*** Opening MATERIAL SUPPLIED ***

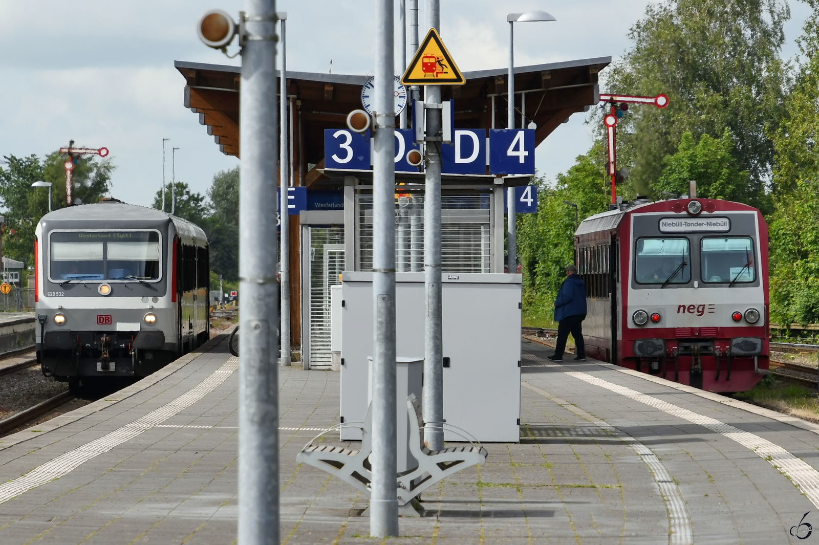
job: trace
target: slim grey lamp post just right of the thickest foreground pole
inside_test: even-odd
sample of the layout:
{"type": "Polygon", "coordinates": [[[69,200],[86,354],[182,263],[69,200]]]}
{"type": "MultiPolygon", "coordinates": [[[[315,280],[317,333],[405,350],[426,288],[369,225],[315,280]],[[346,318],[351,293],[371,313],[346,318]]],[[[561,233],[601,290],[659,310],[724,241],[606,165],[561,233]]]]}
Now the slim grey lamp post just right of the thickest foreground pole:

*** Closing MATERIAL SUPPLIED ***

(PROBLEM TO SOLVE):
Which lines of the records above contain the word "foreground"? Report each one.

(RESPONSE TO THE EXERCISE):
target: slim grey lamp post just right of the thickest foreground pole
Now the slim grey lamp post just right of the thickest foreground pole:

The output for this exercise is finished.